• [What the task requires]: Leave the pictures out and quote only the lines from the one with "Where can you see the distant" down to the end of the listing below.

[Object pointing dataset rows]
········
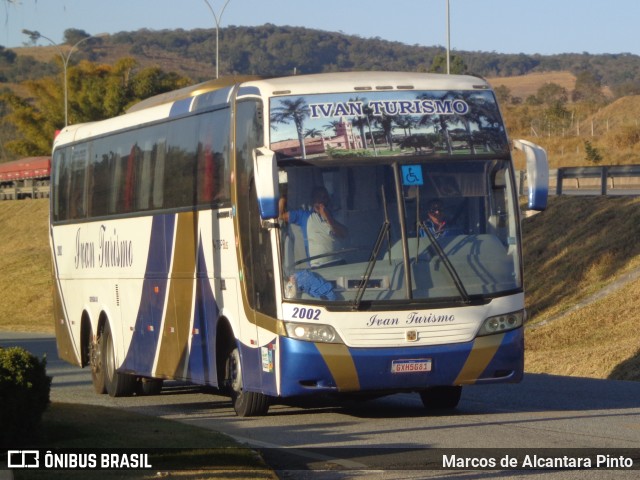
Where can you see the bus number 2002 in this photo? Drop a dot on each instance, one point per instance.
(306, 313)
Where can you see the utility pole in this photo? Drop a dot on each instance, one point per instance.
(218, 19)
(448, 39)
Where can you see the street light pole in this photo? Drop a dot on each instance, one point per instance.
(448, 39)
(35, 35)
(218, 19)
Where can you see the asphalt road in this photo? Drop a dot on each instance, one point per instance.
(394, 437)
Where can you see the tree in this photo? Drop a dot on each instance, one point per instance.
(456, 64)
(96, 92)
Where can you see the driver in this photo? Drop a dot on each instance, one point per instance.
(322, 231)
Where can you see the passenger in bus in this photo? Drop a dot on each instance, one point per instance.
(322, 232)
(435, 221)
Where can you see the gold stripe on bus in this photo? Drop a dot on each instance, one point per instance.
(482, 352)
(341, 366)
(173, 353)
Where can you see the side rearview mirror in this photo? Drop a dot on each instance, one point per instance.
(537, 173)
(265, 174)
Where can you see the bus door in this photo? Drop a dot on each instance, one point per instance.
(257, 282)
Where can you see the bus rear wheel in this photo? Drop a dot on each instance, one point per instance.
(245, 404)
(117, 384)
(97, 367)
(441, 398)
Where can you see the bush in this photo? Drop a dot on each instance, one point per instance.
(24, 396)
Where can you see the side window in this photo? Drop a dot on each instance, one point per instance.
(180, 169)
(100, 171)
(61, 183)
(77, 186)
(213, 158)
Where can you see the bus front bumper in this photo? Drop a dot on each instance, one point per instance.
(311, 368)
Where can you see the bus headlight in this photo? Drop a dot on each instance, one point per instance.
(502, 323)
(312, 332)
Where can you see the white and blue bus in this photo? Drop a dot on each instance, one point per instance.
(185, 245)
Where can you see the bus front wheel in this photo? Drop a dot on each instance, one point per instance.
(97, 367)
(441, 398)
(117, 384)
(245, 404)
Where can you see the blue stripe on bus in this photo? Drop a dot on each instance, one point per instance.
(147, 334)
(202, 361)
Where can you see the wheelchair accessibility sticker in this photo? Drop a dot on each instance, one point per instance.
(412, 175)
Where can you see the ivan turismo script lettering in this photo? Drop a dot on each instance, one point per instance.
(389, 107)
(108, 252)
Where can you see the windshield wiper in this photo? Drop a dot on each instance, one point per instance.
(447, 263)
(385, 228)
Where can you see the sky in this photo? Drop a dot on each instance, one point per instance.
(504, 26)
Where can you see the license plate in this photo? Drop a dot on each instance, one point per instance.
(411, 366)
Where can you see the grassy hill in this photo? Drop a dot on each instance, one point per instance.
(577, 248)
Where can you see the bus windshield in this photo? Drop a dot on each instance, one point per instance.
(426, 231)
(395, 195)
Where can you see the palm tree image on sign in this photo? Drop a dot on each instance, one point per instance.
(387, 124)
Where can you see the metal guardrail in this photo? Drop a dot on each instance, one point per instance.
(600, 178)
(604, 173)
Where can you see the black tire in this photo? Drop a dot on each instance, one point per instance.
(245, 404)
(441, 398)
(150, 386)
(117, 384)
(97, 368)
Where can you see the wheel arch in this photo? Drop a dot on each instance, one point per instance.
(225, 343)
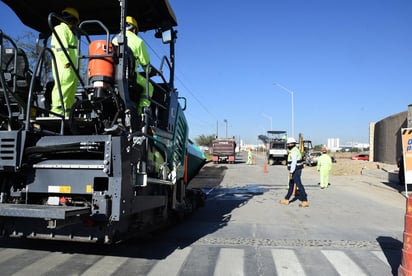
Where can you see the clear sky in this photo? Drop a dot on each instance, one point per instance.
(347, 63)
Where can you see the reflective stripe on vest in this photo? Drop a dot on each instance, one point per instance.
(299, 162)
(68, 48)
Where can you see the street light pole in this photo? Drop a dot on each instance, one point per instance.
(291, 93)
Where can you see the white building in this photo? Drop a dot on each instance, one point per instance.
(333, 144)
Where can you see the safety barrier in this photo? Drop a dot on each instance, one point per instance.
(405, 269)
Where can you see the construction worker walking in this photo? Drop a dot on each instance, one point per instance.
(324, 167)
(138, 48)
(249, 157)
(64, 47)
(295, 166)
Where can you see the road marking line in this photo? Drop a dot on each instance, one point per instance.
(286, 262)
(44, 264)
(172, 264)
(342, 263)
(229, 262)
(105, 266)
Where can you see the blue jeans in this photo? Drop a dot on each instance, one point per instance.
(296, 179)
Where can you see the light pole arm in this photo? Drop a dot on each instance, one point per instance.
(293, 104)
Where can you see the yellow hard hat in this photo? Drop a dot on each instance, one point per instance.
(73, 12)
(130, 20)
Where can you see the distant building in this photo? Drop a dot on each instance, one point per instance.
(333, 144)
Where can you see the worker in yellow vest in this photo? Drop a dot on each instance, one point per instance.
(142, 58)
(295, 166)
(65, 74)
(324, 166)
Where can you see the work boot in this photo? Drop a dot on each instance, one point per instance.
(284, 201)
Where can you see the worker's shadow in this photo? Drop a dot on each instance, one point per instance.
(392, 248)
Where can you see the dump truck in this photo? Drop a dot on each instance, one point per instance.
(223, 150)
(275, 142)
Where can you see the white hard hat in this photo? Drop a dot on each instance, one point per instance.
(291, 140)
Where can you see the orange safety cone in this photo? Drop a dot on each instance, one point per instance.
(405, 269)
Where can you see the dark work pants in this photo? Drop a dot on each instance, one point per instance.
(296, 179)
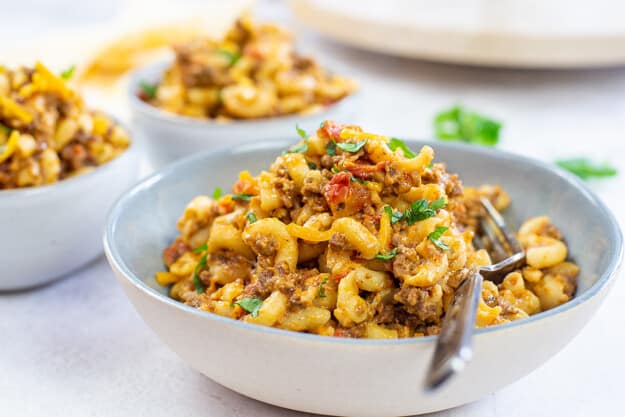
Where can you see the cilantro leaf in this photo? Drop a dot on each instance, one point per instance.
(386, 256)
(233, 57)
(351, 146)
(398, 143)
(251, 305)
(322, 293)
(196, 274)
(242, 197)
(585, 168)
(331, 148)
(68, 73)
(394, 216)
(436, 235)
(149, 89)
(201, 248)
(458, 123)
········
• [Reply]:
Where can you see the distant building in this photo? Drop a dot on each instance, one point per instance.
(333, 144)
Where can you see the worker in yellow vest in this photo? Drop a dot on each instance, one point per instance.
(142, 58)
(295, 166)
(65, 74)
(324, 166)
Where can you see the work boot in this photo? Drop a dot on each instance, one point per instance.
(284, 201)
Where can you see the worker's shadow in this photo? Drop a dot on each instance, one point per instance.
(392, 248)
Where can you see the dump truck in this photo? Drop a dot on each instance, one point per instance.
(223, 150)
(275, 142)
Where can you see the white hard hat in this photo? Drop a dot on each instance, one point per instance.
(291, 140)
Where can you see the orange safety cone in this photo? Drop a dot on each instance, one point per instance.
(405, 269)
Where can you see the dark work pants in this photo? Drop a dot on each instance, one point per instance.
(296, 179)
Where can you see the cilantro leaf in this photo? Drop a dot on each instance, one point per instance.
(386, 256)
(233, 57)
(351, 146)
(398, 143)
(251, 305)
(322, 293)
(196, 274)
(242, 197)
(585, 168)
(331, 148)
(68, 73)
(394, 216)
(436, 235)
(149, 89)
(201, 248)
(458, 123)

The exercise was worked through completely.